• REQUIRED ACTION
An exact transcription of all the data is the expected reply.

• SOURCE DATA

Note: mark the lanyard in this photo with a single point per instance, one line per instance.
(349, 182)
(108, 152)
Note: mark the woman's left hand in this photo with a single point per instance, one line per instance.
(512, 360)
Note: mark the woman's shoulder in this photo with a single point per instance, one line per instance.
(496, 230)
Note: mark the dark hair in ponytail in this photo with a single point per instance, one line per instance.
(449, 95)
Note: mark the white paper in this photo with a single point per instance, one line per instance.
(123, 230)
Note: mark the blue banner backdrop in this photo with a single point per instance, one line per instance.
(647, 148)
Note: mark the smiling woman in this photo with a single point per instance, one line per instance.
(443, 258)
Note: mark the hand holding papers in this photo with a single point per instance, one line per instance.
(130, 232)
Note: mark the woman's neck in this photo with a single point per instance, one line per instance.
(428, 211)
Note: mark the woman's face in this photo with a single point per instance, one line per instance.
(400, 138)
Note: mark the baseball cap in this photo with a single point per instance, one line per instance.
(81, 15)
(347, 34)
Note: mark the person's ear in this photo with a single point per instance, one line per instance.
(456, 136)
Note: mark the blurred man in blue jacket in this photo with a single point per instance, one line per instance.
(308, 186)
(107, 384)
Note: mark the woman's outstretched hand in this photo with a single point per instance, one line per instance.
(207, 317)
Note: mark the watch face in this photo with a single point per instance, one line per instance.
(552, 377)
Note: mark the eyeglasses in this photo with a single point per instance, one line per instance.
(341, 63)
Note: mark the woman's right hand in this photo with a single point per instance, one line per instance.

• WORKED SOLUTION
Note: mark the lanyard in this photo with a single point per instance, one line per instance.
(349, 182)
(108, 152)
Note: mark the woman's left hand in this photo with a single point per instance, one line per instance.
(512, 360)
Note: mark the woman's shoulder in this photo with a single point per instance, one line per instance.
(496, 230)
Note: mark the dark hair in ponytail in this photo with a single point per instance, one line per instance.
(449, 95)
Note: mark the white paper in this photo with a single point per instance, one line per instance.
(123, 230)
Note: mark the blue banner backdrop in this photo with a single point per instance, one line per instance.
(647, 148)
Note: mark the smiling woman in this photo with a single point per instance, one line per instance.
(443, 258)
Note: mark the hand holding papers in this photo with a single point per instance, one line per instance.
(130, 232)
Note: mark the woman's neck in this photo with a single point per instance, one line per instance.
(428, 211)
Note: mark the woman's face in this photo with a single point per instance, one line per instance.
(400, 138)
Note: mark the baseball cap in this photo with a single point per instance, one line per instance.
(81, 15)
(347, 34)
Note: mark the person's ear in this photo with a single point per instance, one line per instance.
(456, 136)
Note: mark the blurred man in blue jacket in this photo with a single point per instance, one line per instance.
(308, 186)
(107, 384)
Note: mark the woman's outstretched hand in this photo with a single point per instance, one line per instance.
(207, 317)
Note: mark the watch face in this photo with a single point per instance, one line per instance.
(552, 377)
Note: mark the eyeglasses in this photo with a single point per instance, one line per instance.
(341, 63)
Note: mark the woman's right hand in this photo with a single point per instance, one line per instance.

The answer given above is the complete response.